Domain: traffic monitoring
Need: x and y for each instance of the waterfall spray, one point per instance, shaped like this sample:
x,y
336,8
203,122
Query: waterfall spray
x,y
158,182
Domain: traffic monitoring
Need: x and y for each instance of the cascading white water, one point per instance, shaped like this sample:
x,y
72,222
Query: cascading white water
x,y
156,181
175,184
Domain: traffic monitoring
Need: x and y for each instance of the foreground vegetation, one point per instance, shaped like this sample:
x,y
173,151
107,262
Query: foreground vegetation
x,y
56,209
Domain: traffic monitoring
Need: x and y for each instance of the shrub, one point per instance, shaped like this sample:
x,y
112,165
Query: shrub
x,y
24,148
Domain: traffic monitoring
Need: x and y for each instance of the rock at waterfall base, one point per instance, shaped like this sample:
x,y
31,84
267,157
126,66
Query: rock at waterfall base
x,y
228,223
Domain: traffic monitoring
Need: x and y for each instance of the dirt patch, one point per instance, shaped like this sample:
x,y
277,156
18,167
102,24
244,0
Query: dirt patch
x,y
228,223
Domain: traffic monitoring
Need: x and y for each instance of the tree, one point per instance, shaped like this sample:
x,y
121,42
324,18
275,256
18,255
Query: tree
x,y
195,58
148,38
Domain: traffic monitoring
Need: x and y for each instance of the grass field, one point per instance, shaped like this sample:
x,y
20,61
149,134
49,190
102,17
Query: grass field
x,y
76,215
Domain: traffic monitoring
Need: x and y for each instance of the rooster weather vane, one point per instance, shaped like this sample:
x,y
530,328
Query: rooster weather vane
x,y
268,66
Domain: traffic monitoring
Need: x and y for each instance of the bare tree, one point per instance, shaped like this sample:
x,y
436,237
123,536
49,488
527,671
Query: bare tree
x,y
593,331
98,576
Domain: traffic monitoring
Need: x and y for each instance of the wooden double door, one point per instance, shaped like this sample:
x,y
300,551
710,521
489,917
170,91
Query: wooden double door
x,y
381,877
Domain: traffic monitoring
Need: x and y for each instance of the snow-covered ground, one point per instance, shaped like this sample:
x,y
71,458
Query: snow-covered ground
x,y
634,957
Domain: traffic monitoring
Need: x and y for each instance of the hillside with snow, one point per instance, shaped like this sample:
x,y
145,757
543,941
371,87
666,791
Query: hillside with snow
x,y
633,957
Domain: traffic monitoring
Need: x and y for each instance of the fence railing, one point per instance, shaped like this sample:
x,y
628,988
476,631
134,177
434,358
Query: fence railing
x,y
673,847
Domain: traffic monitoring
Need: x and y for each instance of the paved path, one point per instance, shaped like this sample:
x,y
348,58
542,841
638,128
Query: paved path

### [About this task]
Determine how many lines in the entries above contain the word "paved", and respond with the number alone.

### [Exercise solution]
2